#### What the exercise asks:
Could you print every entry below verbatim, changing nothing?

start Exercise inputs

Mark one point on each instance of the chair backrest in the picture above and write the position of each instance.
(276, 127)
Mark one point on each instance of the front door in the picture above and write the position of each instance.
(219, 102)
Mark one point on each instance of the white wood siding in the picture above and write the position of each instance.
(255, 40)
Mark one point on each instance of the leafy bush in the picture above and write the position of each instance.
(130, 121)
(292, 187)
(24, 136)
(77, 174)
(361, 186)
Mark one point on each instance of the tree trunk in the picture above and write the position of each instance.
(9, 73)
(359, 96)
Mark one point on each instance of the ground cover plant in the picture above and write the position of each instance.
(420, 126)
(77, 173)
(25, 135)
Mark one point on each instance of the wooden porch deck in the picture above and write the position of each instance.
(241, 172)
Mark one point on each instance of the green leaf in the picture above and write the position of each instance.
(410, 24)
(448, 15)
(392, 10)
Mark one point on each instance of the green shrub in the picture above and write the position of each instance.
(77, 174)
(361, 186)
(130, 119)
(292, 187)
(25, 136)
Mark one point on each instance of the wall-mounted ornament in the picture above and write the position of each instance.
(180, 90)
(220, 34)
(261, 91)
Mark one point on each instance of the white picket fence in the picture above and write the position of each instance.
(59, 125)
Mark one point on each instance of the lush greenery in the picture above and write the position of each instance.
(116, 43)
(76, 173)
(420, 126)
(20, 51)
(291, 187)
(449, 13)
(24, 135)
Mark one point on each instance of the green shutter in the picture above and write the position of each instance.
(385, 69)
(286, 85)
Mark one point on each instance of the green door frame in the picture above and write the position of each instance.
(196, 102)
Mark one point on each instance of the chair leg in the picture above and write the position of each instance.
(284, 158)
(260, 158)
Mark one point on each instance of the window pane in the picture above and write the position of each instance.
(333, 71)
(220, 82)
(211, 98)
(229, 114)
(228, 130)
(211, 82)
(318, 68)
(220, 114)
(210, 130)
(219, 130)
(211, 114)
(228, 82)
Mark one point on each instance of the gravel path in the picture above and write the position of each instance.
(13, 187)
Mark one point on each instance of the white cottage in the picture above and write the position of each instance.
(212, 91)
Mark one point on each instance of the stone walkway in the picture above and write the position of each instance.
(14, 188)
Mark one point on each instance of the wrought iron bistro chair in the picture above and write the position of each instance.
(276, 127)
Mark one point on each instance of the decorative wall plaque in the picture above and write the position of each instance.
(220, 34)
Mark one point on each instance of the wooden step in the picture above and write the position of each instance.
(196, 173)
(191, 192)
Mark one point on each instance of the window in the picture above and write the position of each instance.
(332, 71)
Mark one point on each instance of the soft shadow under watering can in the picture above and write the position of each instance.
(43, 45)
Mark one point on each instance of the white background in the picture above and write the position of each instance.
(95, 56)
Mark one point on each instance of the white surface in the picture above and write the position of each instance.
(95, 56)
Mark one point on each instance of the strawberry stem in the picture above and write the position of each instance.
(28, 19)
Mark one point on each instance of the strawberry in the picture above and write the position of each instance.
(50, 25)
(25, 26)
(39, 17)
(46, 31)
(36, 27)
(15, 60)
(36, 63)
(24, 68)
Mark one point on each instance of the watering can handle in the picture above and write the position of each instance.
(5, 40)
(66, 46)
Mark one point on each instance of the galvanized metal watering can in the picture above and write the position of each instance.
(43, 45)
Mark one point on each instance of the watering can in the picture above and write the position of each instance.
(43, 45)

end Exercise inputs

#### Reply to the exercise:
Mark one point on each instance of the chair backrest in the picture above and write the position of each instance.
(276, 127)
Mark one point on each instance of the front door in the picture above and write the position of each instance.
(219, 102)
Mark one point on each instance of the white wood siding in the picture above and write the position of each instance.
(255, 40)
Mark one point on each instance of the leafy bush in the picture above and write the position of each instance.
(130, 121)
(292, 187)
(24, 136)
(77, 174)
(361, 186)
Mark one point on each instance of the tree trunk in the picture above and write the position of each instance.
(9, 73)
(359, 96)
Mark one point on each instance of the ground cover plant in the picture above and write the position of each instance.
(420, 126)
(77, 173)
(25, 135)
Mark one point on each instance of the wooden porch deck in the picture above and write the position of each instance.
(241, 172)
Mark one point on each instance of the green leaf in the picture above and write the position of each instance.
(410, 24)
(448, 15)
(392, 10)
Mark one point on each instance of the green shrub in the picture above and write the position of each instance.
(77, 174)
(361, 186)
(130, 119)
(292, 187)
(25, 136)
Mark one point on each instance of the wall-mounted ornament in the picture above and write the position of each instance.
(180, 90)
(220, 34)
(261, 91)
Mark one point on each instance of the white picket fence in the picture above and write the position of each instance.
(59, 125)
Mark one point on each instance of the lush greenery in the picture above and write the position of each instance.
(116, 43)
(76, 173)
(420, 126)
(20, 51)
(291, 187)
(449, 13)
(24, 135)
Mark one point on each instance of the green shutter in the picture above and write the position of each instance.
(385, 69)
(286, 85)
Mark one point on each instance of the green door frame in the picture above and write the position of each instance.
(196, 102)
Mark one point on each instance of the chair leg in the picture above and write the position of each instance.
(284, 158)
(260, 158)
Mark one point on each instance of the window pane in the picture above and write the position of each instance.
(333, 71)
(220, 82)
(211, 98)
(229, 114)
(228, 130)
(211, 82)
(318, 68)
(220, 114)
(210, 130)
(219, 130)
(211, 114)
(228, 82)
Mark one point on each instance of the gravel path in the picture above and write the position of each instance.
(13, 187)
Mark one point on each instance of the white cottage in the picture above and write the position of each instance.
(212, 91)
Mark one point on each instance of the stone walkway in the picture above and write the position of each instance.
(14, 188)
Mark one point on each instance of the wrought iron bistro chair in the picture above and write the position of each instance.
(276, 127)
Mark one point on each instance of the decorative wall plaque in the picture above and write the position of each instance.
(220, 34)
Mark one point on each instance of the wooden step in the picture above and write the position of each instance.
(196, 173)
(191, 192)
Mark one point on each instance of the window in the picture above and write the position of each instance.
(332, 71)
Mark one point on each instance of the soft shadow under watering can in the picture above and write the position of each instance.
(43, 45)
Mark one point on each instance of the white background in the picture above and write the position of each instance.
(95, 56)
Mark one point on each instance of the white surface in the picture above and write the position of each instance.
(95, 56)
Mark one point on each instance of the strawberry stem in the picture above and write the position of each instance.
(28, 19)
Mark one point on each instance of the strawberry in the picture above and write the position of each instance.
(50, 25)
(25, 26)
(39, 17)
(46, 31)
(36, 27)
(15, 60)
(36, 63)
(24, 68)
Mark one point on each instance of the watering can handle in the picture above and write the position of each instance.
(5, 40)
(66, 46)
Mark one point on each instance of the galvanized metal watering can in the picture above and write the position of each instance.
(43, 45)
Mark one point on each instance of the watering can in the picture above and write the position of each instance.
(43, 45)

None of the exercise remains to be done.